- Given text -

****************************************

Development Environment
John Gabriele
For a spartan set-up, for now, to rapidly get you going, I suggest just using a text editor and a terminal window or two. Details below.
Note: Later, you will likely want to use a more productive setup, where you’ll have access to the repl from within your editor. But for now, we’ll walk before we run.
1 Text Editor Setup
If you’d like to use GNU Emacs, see my 10-minute Emacs + Clojure guide, or else the “Clojure with Emacs” guide at the clojure-doc.org site.
If you’d like to use Emacs, Vim, or Eclipse, see their respective tutorials at clojure-doc.
For an easy-to-use GUI editor, maybe try jEdit or some of the other tools list at http://clojure.org/community/resources.
2 Clojure Projects
Whenever you want to start writing a Clojure application or library, it’s most common to first create a new project for it.
Aside: You can also create a self-contained Clojure program in its own single source code file, like a shell script. That is covered later, in the Standalone Scripts chapter. For now though, we’ll discuss the customary way of creating a Clojure program, which is to create a project for it.
A project is just a directory (named after the project) which should contain:
- a project.clj file,
- a README.md file,
- a subdirectory containing your source code,
- a subdirectory containing tests,
- a subdirectory containing docs, and
- usually, some other sundry files (ex. LICENSE.txt, NEWS.md, etc.).
The tool that’s used to create and manage Clojure projects is called Leiningen (“line-ing-en”), or just “lein” for short (which is also the name of the Leiningen command-line program). We’ll discuss lein in greater detail in a later chapter.
There’s also a tool called boot, not discussed further in this guide.
To start tinkering around with some Clojure code, we first need to install Leiningen and then use it to create a little project within which to work.
Create a ~/bin dir if you don’t already have one, and make sure it’s on your $PATH. Install lein (as described on its website) like so:
cd ~/bin
wget https://raw.github.com/technomancy/leiningen/stable/bin/lein
chmod +x lein
lein version # It will download and install dependencies.
(Lein’s self-install will create ~/.lein and ~/.m2 directories.)
2.1 An app project example
Create a new project for an application program like so:
$ cd ~/temp
$ lein new app my-app
Generating a project called my-app based on the 'app' template.
$ cd my-app
Open project.clj in your editor and — to keep our future output filenames down to a reasonable length ☺ — change the version string from “0.1.0-SNAPSHOT” to just “0.1.0”.
Open up src/my_app/core.clj in your editor as well.

****************************************

- Supplied data -
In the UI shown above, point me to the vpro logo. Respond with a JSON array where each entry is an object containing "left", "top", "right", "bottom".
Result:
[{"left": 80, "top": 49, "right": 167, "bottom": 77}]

****************************************

- Given task -
In the Clojure development environment guide, what is the tool for creating and managing Clojure projects called?

- Expected answer -
Leiningen, or "lein" for short.